#### [PROBLEM TO WORK ON]
Reproduce exactly, and nothing but, the lines between the one with "hey! real quick, spot the classical" and the end of the entries, both ends included.

(Data items)
=== Section Start ===

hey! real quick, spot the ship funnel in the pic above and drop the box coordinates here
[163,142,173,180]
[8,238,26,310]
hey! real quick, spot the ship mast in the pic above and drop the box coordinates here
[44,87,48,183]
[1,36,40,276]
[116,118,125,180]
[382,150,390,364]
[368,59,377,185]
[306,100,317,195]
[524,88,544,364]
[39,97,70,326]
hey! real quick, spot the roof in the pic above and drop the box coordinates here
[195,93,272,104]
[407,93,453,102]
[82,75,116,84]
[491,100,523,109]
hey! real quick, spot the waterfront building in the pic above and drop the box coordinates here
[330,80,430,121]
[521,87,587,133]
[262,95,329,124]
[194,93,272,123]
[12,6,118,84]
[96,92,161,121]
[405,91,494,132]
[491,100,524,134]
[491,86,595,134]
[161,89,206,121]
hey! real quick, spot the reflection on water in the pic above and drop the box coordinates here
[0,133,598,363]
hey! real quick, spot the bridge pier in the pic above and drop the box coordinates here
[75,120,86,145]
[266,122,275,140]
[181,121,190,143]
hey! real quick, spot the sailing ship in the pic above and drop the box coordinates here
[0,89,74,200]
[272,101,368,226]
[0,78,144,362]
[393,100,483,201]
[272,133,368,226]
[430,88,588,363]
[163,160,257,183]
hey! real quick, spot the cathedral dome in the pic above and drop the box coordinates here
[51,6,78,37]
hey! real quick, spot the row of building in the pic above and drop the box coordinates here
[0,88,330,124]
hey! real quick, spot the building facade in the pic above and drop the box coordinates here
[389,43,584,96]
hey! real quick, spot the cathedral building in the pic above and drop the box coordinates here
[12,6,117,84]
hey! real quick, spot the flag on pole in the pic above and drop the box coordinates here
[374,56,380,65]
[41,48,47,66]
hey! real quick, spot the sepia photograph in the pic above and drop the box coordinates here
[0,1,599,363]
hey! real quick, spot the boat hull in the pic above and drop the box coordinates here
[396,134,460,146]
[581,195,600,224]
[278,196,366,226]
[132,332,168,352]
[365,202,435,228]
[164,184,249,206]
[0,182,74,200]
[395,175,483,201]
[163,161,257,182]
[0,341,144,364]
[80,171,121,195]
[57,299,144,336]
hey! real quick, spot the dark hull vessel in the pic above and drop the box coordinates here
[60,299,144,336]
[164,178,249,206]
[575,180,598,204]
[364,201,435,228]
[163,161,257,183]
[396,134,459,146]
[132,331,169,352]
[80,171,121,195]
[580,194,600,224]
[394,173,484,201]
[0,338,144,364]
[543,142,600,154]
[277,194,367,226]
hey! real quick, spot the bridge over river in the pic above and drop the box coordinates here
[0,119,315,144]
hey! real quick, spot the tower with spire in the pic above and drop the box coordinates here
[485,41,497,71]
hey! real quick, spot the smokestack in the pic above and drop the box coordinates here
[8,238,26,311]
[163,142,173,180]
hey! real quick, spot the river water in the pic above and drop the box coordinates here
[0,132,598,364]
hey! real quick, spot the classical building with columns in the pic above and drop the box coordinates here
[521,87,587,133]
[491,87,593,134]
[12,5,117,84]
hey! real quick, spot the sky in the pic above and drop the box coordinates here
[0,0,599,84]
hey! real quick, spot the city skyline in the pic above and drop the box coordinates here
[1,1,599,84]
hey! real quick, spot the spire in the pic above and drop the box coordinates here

=== Section End ===

#### [ANSWER TO THE EXERCISE]
hey! real quick, spot the classical building with columns in the pic above and drop the box coordinates here
[521,87,587,133]
[491,87,593,134]
[12,5,117,84]
hey! real quick, spot the sky in the pic above and drop the box coordinates here
[0,0,599,84]
hey! real quick, spot the city skyline in the pic above and drop the box coordinates here
[1,1,599,84]
hey! real quick, spot the spire in the pic above and drop the box coordinates here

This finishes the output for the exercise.